— Data for review —
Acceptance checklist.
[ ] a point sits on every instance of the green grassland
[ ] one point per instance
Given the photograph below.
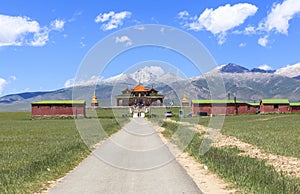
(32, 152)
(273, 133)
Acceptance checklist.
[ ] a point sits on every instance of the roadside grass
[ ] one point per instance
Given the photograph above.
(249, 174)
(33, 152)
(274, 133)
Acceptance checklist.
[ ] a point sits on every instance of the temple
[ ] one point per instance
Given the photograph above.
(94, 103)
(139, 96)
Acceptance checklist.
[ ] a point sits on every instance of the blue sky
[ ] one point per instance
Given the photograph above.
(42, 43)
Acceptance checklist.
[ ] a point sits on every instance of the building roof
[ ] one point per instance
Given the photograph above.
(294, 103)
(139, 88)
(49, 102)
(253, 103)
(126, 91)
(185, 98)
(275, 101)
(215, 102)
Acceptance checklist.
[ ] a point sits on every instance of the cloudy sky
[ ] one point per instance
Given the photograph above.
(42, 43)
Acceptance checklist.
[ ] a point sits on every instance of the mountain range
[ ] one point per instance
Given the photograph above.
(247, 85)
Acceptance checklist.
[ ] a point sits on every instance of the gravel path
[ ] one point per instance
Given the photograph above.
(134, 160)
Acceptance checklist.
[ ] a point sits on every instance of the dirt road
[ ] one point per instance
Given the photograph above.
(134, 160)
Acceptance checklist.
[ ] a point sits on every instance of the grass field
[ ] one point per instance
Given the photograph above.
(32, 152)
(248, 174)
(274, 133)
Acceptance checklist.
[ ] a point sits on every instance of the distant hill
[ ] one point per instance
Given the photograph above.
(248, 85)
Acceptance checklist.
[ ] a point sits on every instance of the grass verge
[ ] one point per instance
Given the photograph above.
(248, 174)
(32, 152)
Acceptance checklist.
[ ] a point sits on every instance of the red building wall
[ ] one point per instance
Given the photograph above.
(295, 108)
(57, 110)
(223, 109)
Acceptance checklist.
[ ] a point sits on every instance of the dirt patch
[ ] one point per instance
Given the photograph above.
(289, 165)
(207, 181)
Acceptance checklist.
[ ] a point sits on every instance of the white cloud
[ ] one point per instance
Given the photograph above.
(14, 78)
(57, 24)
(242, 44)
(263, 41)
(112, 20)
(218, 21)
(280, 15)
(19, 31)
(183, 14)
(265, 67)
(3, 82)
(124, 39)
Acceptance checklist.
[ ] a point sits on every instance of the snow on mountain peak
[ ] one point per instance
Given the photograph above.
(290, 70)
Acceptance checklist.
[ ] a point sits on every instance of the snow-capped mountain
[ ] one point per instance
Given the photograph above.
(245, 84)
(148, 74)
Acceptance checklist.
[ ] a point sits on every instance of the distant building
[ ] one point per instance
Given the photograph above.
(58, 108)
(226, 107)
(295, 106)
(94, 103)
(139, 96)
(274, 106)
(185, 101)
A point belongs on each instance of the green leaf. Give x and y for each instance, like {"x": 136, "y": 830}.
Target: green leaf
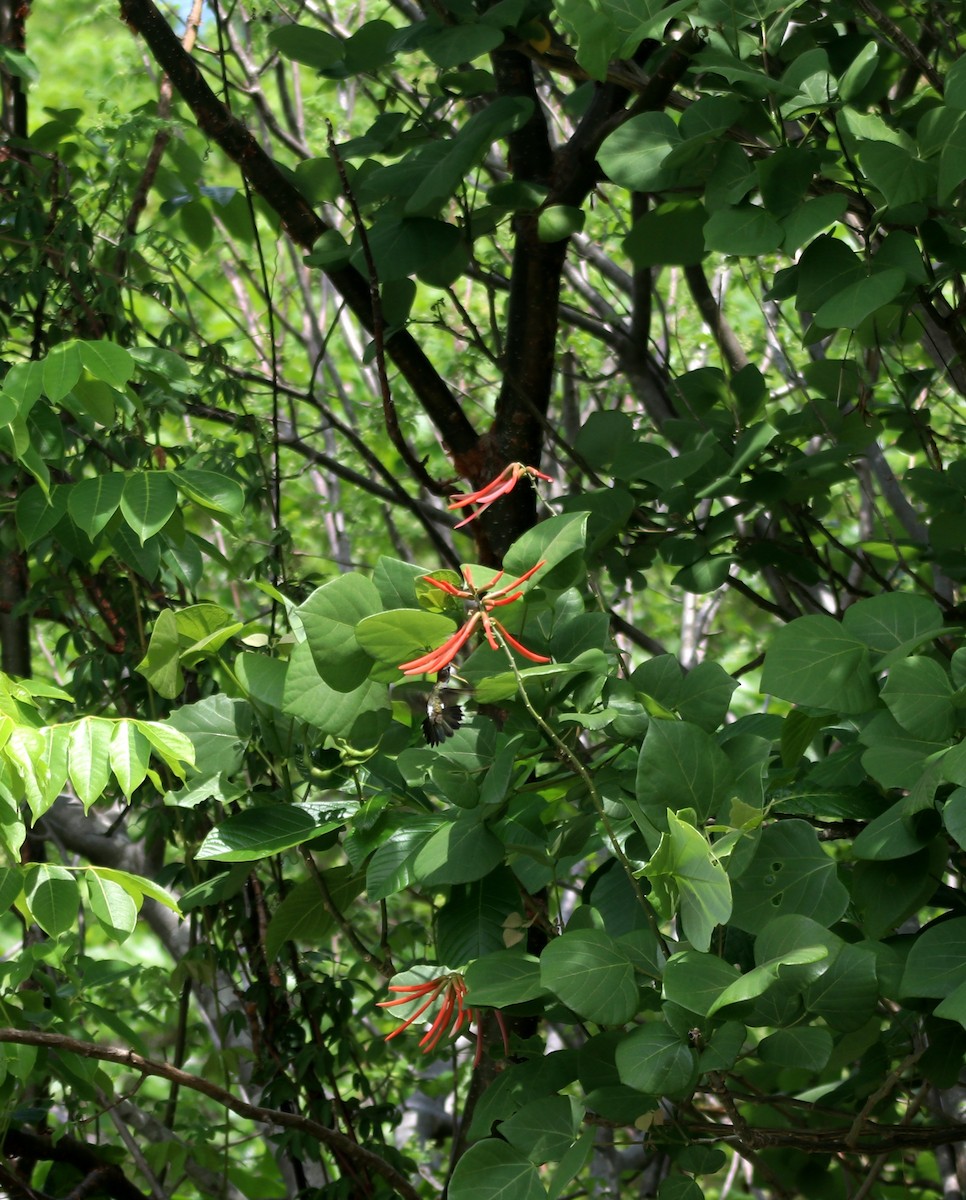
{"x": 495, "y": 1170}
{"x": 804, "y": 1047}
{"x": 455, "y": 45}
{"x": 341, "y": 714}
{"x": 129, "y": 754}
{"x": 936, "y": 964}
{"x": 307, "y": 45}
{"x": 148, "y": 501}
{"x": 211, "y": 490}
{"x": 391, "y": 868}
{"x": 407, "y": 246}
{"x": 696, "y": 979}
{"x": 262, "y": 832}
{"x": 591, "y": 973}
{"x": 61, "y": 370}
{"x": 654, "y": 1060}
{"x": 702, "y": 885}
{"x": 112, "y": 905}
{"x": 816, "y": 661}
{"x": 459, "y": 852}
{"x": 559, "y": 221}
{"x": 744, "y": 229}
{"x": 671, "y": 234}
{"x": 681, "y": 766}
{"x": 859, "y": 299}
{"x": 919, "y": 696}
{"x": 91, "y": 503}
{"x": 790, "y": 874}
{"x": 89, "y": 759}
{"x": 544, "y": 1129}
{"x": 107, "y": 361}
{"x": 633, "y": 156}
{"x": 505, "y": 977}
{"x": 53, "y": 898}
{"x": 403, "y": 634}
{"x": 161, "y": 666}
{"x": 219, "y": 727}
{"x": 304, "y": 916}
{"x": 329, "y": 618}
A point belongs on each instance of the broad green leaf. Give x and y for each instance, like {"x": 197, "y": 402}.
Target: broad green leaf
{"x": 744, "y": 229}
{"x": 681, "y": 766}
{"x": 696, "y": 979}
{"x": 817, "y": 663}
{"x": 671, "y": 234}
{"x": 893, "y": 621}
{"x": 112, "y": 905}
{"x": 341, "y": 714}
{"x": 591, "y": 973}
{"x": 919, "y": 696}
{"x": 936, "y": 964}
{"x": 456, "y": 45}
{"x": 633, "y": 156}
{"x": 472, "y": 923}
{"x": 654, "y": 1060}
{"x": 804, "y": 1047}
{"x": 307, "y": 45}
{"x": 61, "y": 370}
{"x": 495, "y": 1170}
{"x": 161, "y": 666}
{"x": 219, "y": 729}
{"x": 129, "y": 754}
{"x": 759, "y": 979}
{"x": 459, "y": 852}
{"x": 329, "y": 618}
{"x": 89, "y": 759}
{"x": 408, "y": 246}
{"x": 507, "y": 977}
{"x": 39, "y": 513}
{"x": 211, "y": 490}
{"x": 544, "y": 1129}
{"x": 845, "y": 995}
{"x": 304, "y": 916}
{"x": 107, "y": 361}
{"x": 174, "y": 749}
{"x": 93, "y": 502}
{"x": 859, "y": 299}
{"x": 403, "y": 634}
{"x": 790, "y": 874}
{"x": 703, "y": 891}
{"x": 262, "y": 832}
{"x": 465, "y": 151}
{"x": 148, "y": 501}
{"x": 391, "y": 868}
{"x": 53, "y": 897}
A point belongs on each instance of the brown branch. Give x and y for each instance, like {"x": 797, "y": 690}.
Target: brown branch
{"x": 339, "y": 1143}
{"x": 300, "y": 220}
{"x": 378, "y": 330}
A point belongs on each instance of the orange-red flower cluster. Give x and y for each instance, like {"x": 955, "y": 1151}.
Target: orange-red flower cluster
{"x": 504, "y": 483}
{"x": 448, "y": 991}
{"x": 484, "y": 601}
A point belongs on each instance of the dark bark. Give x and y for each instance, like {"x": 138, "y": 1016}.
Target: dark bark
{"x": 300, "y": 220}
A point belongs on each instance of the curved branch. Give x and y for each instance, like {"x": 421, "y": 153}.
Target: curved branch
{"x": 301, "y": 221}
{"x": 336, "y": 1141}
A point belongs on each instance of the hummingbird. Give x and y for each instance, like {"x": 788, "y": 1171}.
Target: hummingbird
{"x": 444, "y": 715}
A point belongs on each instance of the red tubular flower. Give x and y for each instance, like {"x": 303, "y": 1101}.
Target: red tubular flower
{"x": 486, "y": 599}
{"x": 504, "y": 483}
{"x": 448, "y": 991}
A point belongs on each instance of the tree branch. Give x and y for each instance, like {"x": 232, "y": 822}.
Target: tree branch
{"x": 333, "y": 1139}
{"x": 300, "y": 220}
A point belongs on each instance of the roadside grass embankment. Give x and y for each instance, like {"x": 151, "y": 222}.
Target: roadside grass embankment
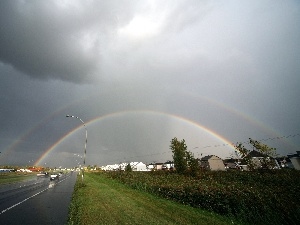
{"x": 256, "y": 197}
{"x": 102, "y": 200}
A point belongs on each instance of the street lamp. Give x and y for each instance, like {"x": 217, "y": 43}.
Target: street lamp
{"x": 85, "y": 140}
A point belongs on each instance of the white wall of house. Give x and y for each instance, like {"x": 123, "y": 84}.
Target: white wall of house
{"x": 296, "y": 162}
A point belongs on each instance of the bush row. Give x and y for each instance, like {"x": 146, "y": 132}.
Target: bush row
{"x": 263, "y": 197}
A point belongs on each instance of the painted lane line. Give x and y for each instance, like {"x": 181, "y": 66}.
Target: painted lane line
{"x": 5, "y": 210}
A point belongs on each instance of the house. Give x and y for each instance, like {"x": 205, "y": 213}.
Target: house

— Task description —
Write out again, exactly, the lines from the start of the listing up to the line containing "[ ] a point sits on every instance of the roadside", with both ends and without pictures.

— Output —
Acceptance checklist.
[ ] a point sits on every instance of the green grassland
[ ] one point per instance
Given the photograph below.
(32, 152)
(273, 133)
Acceptance checklist.
[ ] a point sits on every instance of the roadside grass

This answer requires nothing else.